* _Text_
*** Begin section ***

Graphcore, a U.K.-based artificial intelligence (AI) processor developer, is considering its strategic options. The company is facing difficulties raising money from investors and may be seeking a buyer for a deal worth around $500m (£400m), reports The Telegraph. Among the potential purchasers the newspaper names Arm, OpenAI, and Softbank, though none of these entities confirmed any talks with Graphcore.
Despite raising over $700 million from investors like Microsoft and Sequoia (with a massive valuation at $2.8 billion as of late 2020), Graphcore has struggled to become a viable player on the market of AI processors with its intelligence processing units (IPUs), partly due to closure of its China business due to U.S. AI technology restrictions last year.
The company reported an 11% increase in losses ($204.6 million in 2022), with revenue dropping from $5 million to $2.7 million, according to The Telegraph. The company has taken measures to cut costs in response to its financial challenges, which included staff layoffs and closing international offices. To continue operations and compete in the AI chip market, Graphcore needs to raise more funds by May 2024. These funds may come from existing investors, or a buyer.
Rumored interested parties include Arm, SoftBank, and OpenAI, but no official statements have been made. The sale might face scrutiny from national security officials due to the strategic importance of AI technology.

*** End section ***

* _Supplied data_
*** Begin section ***

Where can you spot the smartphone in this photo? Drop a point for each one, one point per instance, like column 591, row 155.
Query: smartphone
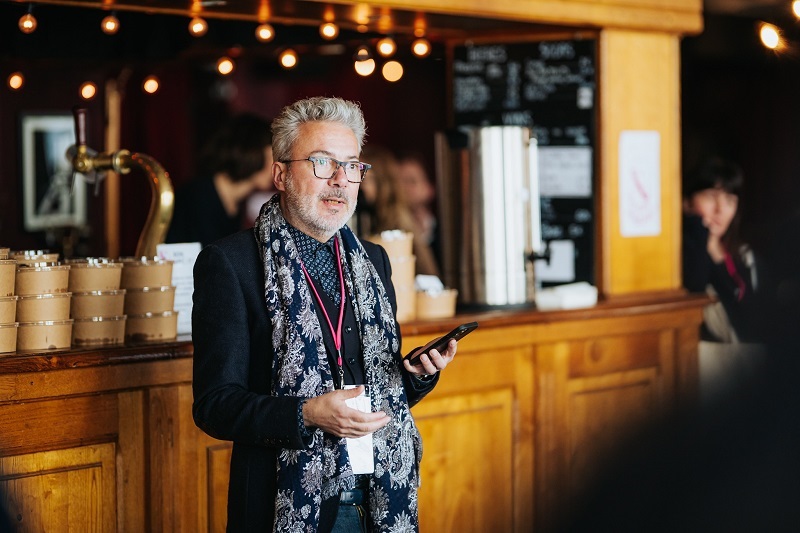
column 440, row 344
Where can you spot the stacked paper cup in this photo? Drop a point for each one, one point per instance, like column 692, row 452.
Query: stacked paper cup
column 399, row 248
column 42, row 287
column 97, row 302
column 8, row 304
column 149, row 300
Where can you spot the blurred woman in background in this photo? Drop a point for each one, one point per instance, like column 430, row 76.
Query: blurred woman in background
column 382, row 206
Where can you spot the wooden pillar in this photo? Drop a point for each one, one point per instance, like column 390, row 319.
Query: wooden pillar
column 639, row 85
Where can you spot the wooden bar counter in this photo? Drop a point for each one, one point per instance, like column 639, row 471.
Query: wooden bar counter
column 103, row 440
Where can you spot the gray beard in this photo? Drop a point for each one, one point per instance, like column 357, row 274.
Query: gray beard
column 304, row 210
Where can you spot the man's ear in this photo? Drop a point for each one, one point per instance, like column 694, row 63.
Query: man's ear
column 279, row 171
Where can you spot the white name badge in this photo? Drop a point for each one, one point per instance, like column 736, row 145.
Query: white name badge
column 362, row 457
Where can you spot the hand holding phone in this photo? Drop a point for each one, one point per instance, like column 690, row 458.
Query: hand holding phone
column 440, row 344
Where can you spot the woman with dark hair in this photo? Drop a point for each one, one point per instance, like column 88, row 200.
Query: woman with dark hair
column 713, row 256
column 716, row 261
column 235, row 163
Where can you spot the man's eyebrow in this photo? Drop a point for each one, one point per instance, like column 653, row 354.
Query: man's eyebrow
column 329, row 154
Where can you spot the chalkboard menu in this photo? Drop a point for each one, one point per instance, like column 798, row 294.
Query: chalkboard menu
column 550, row 87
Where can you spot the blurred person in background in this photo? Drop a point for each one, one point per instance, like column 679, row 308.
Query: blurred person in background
column 235, row 163
column 717, row 262
column 383, row 207
column 420, row 195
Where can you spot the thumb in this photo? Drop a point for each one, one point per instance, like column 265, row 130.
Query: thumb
column 354, row 392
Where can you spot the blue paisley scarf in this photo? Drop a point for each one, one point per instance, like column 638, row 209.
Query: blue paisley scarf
column 300, row 368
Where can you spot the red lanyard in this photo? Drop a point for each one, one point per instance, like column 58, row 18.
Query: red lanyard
column 337, row 333
column 730, row 266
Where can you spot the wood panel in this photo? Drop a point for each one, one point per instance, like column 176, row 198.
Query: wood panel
column 514, row 428
column 639, row 90
column 468, row 442
column 661, row 15
column 61, row 490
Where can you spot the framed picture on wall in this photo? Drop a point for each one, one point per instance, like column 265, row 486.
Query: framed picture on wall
column 52, row 197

*** End section ***

* _Task item A_
List every amount in U.S. dollars that appears in the article about Graphcore.
* _Task item B_
Write the next paragraph of the article about Graphcore, picking up after its final sentence.
The records are separate material and have nothing to do with the article about Graphcore.

* _Task output A_
- $500m
- $700 million
- $2.8 billion
- $204.6 million
- $5 million
- $2.7 million

* _Task output B_
Meanwhile, Chrysalis, a London-listed fund with a Graphcore stake, revealed in December that one of its a portfolio companies was in process of being sold. Soon after, it sharply raised its Graphcore stake's value, hinting at a sale, according to Zeus Capital analysts. This adjustment implied Graphcore's valuation at $528 million, based on an investor's estimate. Baillie Gifford, another Graphcore investor, also upped its valuation of Graphcore.
Graphcore got into headlines in 2020, when it released its Colossus MK2 GC200 intelligence processing unit (IPU) that featured 59.4 billion transistors and was the industry's most complex chip at the time. Each GC200 IPU packs 1,472 independent IPU cores with SMT that can handle 8,832 separate parallel threads and carries 900 MB of SRAM with an aggregated bandwidth of 47.5 TB/s per chip (eliminating need for external memory) as well as 10 IPU links to scale-out with other GC200 chips. From performance point of view, each GC200 offers up to 250 FP16 TFLOPS, which is comparable to Nvidia's A100's 312 FP16 TFLOPS (yet lower than 624 FP16 TFLOPS with sparsity), but the market did not bite.